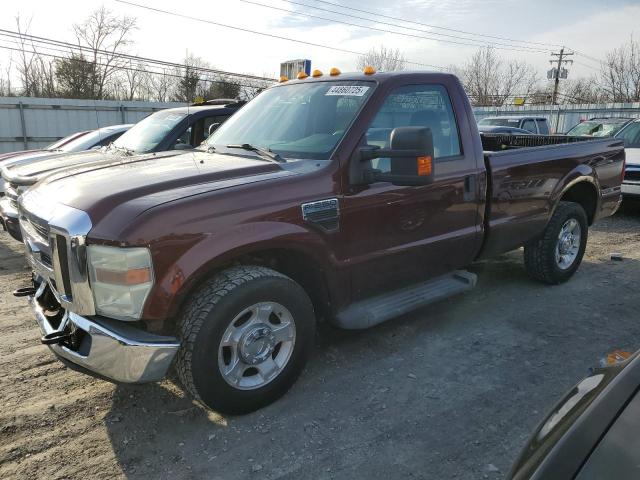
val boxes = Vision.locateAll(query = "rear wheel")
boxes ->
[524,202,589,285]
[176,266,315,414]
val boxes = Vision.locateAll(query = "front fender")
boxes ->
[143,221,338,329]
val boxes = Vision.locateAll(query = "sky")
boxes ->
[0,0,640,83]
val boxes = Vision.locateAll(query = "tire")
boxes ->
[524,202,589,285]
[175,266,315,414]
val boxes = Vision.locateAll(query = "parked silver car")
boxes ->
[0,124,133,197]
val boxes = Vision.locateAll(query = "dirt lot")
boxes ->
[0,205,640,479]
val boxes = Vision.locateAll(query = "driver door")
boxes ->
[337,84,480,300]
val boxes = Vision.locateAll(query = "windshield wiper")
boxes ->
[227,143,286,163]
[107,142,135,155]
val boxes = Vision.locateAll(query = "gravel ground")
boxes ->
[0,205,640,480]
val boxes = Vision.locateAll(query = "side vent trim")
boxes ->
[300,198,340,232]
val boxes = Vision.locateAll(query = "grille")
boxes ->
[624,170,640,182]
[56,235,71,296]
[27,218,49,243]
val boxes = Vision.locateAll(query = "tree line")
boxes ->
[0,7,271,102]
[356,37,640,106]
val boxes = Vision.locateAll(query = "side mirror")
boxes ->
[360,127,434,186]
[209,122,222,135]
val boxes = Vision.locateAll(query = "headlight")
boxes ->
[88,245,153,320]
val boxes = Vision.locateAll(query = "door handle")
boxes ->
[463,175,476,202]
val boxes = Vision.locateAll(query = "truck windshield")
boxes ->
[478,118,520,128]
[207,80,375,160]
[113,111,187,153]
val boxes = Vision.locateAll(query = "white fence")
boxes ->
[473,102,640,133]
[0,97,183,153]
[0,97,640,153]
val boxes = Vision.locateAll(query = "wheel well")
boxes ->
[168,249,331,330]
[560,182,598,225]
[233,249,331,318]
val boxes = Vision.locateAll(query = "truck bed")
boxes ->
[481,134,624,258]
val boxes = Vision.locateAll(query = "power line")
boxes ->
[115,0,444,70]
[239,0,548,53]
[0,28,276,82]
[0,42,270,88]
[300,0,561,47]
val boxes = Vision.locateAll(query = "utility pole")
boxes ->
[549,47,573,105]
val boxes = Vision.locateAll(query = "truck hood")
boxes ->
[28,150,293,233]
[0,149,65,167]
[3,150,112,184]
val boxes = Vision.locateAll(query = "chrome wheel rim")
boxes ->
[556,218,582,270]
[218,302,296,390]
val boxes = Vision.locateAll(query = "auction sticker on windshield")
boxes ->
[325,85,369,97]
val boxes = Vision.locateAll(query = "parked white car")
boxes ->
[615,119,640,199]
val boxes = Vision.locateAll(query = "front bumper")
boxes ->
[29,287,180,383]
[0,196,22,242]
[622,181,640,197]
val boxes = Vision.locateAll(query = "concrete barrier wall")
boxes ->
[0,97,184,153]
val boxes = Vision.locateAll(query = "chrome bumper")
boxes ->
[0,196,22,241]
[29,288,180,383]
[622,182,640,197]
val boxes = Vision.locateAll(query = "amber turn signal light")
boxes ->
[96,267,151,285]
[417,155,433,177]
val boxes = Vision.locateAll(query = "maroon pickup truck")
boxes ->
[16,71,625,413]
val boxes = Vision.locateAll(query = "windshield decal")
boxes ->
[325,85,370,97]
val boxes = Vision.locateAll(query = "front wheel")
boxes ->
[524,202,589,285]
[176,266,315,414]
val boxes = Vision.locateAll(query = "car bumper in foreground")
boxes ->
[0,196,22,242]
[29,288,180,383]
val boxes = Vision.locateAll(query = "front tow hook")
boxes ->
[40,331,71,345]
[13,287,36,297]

--- --- ---

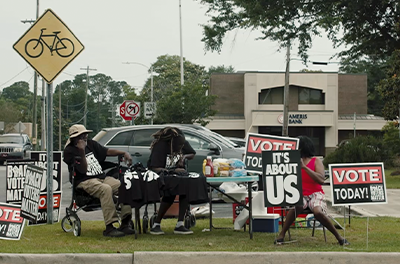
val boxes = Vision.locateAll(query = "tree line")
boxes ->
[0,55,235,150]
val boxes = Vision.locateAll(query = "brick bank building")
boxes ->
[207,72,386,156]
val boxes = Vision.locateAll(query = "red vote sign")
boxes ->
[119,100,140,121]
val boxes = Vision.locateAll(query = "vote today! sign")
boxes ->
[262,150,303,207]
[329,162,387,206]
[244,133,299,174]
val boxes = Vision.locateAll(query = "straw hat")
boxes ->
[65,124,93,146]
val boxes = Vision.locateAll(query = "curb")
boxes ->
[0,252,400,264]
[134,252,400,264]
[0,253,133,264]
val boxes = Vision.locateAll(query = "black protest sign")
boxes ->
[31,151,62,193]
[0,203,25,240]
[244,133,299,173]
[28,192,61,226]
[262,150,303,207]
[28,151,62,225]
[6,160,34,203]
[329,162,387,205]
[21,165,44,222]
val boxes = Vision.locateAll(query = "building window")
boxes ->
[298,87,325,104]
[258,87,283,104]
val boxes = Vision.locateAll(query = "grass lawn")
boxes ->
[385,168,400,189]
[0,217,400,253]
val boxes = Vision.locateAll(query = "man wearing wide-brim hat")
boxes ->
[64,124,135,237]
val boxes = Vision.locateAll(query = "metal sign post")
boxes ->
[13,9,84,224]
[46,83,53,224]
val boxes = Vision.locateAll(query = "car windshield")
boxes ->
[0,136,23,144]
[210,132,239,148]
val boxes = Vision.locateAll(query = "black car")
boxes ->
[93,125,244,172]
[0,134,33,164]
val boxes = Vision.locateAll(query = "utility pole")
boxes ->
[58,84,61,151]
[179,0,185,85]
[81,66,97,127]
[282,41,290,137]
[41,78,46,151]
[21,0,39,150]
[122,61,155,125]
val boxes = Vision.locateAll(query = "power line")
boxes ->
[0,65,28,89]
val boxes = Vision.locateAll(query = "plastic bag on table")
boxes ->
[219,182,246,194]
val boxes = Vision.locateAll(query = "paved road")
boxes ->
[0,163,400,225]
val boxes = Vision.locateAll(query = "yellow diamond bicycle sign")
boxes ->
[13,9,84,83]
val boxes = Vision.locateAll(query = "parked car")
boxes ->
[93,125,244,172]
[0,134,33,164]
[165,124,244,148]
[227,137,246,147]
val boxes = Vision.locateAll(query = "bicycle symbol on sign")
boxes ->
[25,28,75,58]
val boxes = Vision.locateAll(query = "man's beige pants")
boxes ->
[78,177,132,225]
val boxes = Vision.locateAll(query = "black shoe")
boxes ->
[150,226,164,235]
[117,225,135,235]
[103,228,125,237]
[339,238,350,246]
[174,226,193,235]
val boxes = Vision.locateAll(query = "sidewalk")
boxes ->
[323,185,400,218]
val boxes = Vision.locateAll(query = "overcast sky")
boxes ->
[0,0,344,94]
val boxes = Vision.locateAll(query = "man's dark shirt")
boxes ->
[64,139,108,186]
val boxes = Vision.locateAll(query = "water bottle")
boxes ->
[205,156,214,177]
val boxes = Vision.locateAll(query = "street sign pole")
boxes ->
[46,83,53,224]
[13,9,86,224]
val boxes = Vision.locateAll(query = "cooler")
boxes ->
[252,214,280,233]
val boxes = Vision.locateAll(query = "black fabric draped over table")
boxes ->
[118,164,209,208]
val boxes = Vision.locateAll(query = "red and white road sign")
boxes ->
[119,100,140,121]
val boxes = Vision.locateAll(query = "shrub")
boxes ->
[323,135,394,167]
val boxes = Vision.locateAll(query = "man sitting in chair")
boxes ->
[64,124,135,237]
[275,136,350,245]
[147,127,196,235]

--- --- ---

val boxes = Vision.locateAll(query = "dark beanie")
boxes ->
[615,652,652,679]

--- --- ---

**WORK TO BE COMPLETED:** Pick out every line above that contains the word "parked" and copy each one.

**FULL ANSWER:**
val boxes = Vision.locateAll(query = "parked silver car")
val boxes = Vision.locateAll(query = "parked white car")
val boxes = Vision.locateAll(query = "parked car")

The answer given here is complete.